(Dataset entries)
- Opening Delimiter -

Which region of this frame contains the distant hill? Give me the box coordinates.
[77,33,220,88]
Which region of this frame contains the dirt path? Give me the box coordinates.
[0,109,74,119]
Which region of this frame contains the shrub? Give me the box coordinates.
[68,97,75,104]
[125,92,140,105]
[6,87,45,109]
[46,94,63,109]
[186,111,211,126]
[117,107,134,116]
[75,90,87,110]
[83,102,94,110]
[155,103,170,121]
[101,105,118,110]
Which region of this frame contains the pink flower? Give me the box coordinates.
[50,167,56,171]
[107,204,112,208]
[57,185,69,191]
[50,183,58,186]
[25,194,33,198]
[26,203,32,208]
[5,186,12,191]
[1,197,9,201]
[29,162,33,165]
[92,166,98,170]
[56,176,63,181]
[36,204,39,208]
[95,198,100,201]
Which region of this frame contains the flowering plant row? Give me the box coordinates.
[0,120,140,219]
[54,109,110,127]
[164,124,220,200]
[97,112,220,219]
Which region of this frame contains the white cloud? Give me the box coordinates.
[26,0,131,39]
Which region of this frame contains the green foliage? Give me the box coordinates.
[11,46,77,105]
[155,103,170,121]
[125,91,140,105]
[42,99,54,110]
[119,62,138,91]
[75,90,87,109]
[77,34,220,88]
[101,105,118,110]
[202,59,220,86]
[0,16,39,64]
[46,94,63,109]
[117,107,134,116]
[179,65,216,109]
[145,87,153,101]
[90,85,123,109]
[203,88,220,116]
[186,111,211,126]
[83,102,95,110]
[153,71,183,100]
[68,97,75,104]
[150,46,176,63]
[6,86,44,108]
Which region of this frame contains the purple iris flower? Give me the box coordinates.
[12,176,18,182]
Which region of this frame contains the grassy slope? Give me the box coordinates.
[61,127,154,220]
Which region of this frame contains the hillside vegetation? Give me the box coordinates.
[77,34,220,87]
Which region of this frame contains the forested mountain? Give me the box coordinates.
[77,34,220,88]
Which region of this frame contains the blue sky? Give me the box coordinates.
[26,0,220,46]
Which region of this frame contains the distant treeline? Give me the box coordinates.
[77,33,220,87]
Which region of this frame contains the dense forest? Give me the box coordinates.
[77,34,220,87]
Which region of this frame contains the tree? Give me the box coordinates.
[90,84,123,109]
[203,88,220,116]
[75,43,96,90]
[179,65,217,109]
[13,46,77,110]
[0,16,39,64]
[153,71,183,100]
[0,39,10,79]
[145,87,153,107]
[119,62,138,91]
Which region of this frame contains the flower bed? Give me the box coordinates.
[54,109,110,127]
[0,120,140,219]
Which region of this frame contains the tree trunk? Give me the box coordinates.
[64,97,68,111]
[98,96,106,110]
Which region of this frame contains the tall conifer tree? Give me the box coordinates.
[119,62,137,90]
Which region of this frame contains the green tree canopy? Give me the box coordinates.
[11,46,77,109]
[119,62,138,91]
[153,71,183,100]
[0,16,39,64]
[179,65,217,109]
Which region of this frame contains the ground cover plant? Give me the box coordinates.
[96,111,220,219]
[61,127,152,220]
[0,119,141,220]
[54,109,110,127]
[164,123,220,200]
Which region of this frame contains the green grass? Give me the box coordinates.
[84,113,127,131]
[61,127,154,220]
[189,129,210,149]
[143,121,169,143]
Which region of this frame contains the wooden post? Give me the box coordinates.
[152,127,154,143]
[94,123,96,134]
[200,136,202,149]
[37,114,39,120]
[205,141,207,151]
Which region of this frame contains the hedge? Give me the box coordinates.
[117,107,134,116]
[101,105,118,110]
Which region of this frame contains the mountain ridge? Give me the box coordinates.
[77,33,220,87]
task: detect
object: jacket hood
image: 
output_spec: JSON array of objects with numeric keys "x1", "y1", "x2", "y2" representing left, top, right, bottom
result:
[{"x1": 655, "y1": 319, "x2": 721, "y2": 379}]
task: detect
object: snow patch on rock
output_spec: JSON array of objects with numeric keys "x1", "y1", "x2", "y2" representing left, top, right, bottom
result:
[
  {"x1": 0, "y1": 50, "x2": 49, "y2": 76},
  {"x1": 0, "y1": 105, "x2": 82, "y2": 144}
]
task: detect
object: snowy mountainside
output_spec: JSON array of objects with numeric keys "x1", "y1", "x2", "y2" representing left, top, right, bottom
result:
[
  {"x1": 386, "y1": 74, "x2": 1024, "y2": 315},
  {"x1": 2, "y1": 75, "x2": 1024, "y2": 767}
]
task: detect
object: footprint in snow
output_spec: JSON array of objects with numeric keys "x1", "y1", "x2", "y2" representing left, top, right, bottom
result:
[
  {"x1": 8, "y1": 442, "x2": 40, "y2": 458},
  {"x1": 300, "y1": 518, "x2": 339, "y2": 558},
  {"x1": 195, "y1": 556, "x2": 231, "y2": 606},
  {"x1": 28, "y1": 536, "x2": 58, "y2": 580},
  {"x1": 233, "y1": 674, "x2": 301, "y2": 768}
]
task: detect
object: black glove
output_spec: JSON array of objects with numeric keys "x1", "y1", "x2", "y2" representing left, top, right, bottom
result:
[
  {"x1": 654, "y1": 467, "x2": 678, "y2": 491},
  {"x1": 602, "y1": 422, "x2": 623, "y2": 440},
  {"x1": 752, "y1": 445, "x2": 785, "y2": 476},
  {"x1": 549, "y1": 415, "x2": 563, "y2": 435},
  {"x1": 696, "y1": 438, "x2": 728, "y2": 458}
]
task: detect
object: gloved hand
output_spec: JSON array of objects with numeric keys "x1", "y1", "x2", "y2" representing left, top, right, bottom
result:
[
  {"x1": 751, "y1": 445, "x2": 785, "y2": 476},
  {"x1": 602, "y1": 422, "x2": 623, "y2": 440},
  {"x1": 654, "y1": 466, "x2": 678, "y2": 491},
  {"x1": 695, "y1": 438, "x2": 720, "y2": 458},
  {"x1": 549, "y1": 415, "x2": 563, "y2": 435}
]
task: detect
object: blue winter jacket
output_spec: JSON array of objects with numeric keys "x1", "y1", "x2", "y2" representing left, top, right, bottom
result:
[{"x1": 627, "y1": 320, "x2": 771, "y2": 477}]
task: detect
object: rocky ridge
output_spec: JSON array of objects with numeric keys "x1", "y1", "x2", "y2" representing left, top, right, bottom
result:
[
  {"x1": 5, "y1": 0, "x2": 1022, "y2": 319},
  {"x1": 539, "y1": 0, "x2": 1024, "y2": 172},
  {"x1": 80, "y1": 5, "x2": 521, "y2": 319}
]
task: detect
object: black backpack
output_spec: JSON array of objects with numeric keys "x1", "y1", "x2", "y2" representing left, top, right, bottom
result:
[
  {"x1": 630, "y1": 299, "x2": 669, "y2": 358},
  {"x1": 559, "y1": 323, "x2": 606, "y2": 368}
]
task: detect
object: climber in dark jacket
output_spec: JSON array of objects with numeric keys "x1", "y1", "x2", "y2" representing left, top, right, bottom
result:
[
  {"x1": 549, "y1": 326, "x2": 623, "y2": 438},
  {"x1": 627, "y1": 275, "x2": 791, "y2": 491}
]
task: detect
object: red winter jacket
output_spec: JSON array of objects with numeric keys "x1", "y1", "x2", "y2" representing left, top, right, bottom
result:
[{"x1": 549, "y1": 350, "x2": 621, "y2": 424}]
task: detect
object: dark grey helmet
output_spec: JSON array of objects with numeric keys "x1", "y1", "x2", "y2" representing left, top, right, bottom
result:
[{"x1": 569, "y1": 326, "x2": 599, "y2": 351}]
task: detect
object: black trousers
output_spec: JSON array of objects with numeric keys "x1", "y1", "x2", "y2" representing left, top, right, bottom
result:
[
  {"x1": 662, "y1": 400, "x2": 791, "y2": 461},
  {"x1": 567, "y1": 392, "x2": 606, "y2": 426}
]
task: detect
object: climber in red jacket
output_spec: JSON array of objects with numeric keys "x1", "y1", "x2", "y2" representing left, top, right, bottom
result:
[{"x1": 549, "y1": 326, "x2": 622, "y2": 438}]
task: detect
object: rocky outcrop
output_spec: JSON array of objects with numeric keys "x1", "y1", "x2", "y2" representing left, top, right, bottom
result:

- Closing Delimiter -

Across all the entries above, count each line that has the word "jacket" in it, and give only the count.

TASK ANSWER » 5